- _EXTRAIT À LIRE_
C’est en collaboration avec la journaliste Daphné Bürki, également directrice stylisme et costumes des cérémonies des Jeux Olympiques et Paralympiques, que Kevin Germanier a accepté le « pari fou » d’interpréter la vision de Thomas Jolly, le directeur artistique des cérémonies d'ouverture et de clôture des Jeux. Acteur et metteur en scène, Thomas Jolly a insufflé à ces cérémonies une audace sans précédent.
« Un sac de patates » ?
Sans surprise, les marques LVMH sont omniprésentes à la clôture, comme elles l’ont été à l’ouverture. Dans ce final très musical, la chanteuse française Zaho de Sagazan, interprétant « Sous le ciel de Paris » d’Édith Piaf, était habillé en Louis Vuitton d’une robe à corsage noir et jupon de tulle noir transparent sur une bouillonnante doublure blanche, œuvre du directeur artistique de la marque, Nicolas Ghesquière. Elle était également chaussée du modèle Jazz, une nouvelle icône LV, en cuir noir. Le quadruple médaillé d’or français Léon Marchand, qui a également remporté une médaille de bronze, chargé de porter le flambeau de la vasque des Tuileries au Stade de France, portait pour sa part un smoking noir Louis Vuitton sur une chemise en soie monogrammée, cravate de soie noire. Il était chaussé des mocassins Major, autre classique LV en cuir noir. Très controversée auprès des internautes, la robe de Zaho de Sagazan a même été comparée à un « sac de patates », à quoi la chanteuse a répliqué que c’était plutôt un « sac de princesse ». La maison Celine, qui a rejoint le groupe LVMH en 1996, n’était pas en reste, habillant avec élégance, en noir, le groupe versaillais Phoenix, symbole de la French Touch, qui a joué au milieu des 400 athlètes au départ supposés leur laisser la scène, mais se sont spontanément rassemblés autour des musiciens devant un public de 80000 spectateurs.
Chant apollinien et pianiste suspendu
Côté Dior, autre maison LVMH, c’est Benjamin Bernheim, le célèbre ténor franco-suisse de 39 ans, qui a pris la scène à l’intérieur d’un anneau olympique, vêtu d’un costume noir et d’une cape transparente et brodée. Accompagné par le pianiste suisse Alain Roche, suspendu et jouant à la verticale, il a notamment offert au public L’Hymne à Apollon de Gabriel Fauré. Ce chant, réécrit par Fauré dont on célèbre cette année le centenaire de la mort, est issu des Hymnes Delphiques interprétés au sanctuaire d’Apollon au pied du mont Parnasse, en Phocide. Dior a également habillé l'auteure-compositeur-interprète française Yseult d’un tailleur noir inspiré du modèle iconique « Bar » créé par le fondateur Christian Dior. Veste étole et jupe droite, chapeau galette penché, gants de cuir noir et boucles d’oreilles en forme de cœur, Yseult a notamment interprété « My Way » , à l’origine un tube français composé par Claude François.

- _VOTRE OBJECTIF_
Extrayez sans aucune modification, dans le texte sur les tenues des cérémonies olympiques, le passage qui commence par les mots « C’est en collaboration » et se termine par « audace sans précédent. ».

Extraits de données:
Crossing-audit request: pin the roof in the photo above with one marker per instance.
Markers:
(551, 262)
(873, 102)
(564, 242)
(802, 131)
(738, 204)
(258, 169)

- _RÉPONSE À FOURNIR_
C’est en collaboration avec la journaliste Daphné Bürki, également directrice stylisme et costumes des cérémonies des Jeux Olympiques et Paralympiques, que Kevin Germanier a accepté le « pari fou » d’interpréter la vision de Thomas Jolly, le directeur artistique des cérémonies d'ouverture et de clôture des Jeux. Acteur et metteur en scène, Thomas Jolly a insufflé à ces cérémonies une audace sans précédent.